» AUSGEWÄHLTER TEXTAUSZUG
++++++++

1.1. Die Vereinbarung über die Gewährung einer Incentive-Reise wurde nicht im Voraus abgeschlossen.
1.1.1. Die Gewährung eines Vorteils für den Geschäftsführer in Form einer Incentive-Maßnahme war und ist im Geschäftsführeranstellungsvertrag nicht vorgesehen. Die Gewährung der Incentive-Reise stellt mithin bereits dem Grunde nach keinen Ausfluss des zwischen der Klägerin und ihrem Geschäftsführer vertraglich vereinbarten Beschäftigungsverhältnisses dar.

++++++++

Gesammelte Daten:
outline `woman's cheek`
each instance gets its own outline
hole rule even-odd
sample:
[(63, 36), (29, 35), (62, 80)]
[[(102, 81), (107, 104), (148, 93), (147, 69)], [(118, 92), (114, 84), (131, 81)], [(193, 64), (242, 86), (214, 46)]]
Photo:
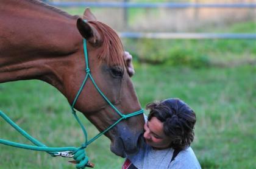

++++++++

» AUFGABEN
a - Schreibe jeden Satz aus dem Auszug zur Incentive-Reise einzeln heraus, jeweils ohne die vorangestellte Gliederungsnummer.
b - Setze den Auszug zur Incentive-Reise nach seinem letzten Satz fort.
Die Einträge spielen hierfür keine Rolle.

» ERWARTETE ANTWORTEN
a -
- Die Vereinbarung über die Gewährung einer Incentive-Reise wurde nicht im Voraus abgeschlossen.
- Die Gewährung eines Vorteils für den Geschäftsführer in Form einer Incentive-Maßnahme war und ist im Geschäftsführeranstellungsvertrag nicht vorgesehen.
- Die Gewährung der Incentive-Reise stellt mithin bereits dem Grunde nach keinen Ausfluss des zwischen der Klägerin und ihrem Geschäftsführer vertraglich vereinbarten Beschäftigungsverhältnisses dar.

b -
1.1.2. Die Gewährung der Zuwendung am 04.07.2014 wurde zwar vor Buchung der Reise vereinbart; für die Beurteilung, ob eine im Vorhinein klar und eindeutig geschlossene Vereinbarung vorlag, ist jedoch hinsichtlich einer vergangenheitsbezogenen Gegenleistung der Beginn desjenigen Zeitraums maßgebend, in welchen die zu entlohnende Leistung fällt (vgl. BFH-Urteil vom 11.12.1991 I R 49/90, BStBl II 1992, 434). Diese Betrachtungsweise stellt sicher, dass das zu versteuernde Einkommen der Kapitalgesellschaft nicht noch während des laufenden Veranlagungszeitraums kurzfristig und mehr oder weniger beliebig durch den beherrschenden Gesellschafter beeinflusst werden kann (vgl. BFH-Urteil vom 30.01.1985 I R 37/82, BStBl II 1985, 345).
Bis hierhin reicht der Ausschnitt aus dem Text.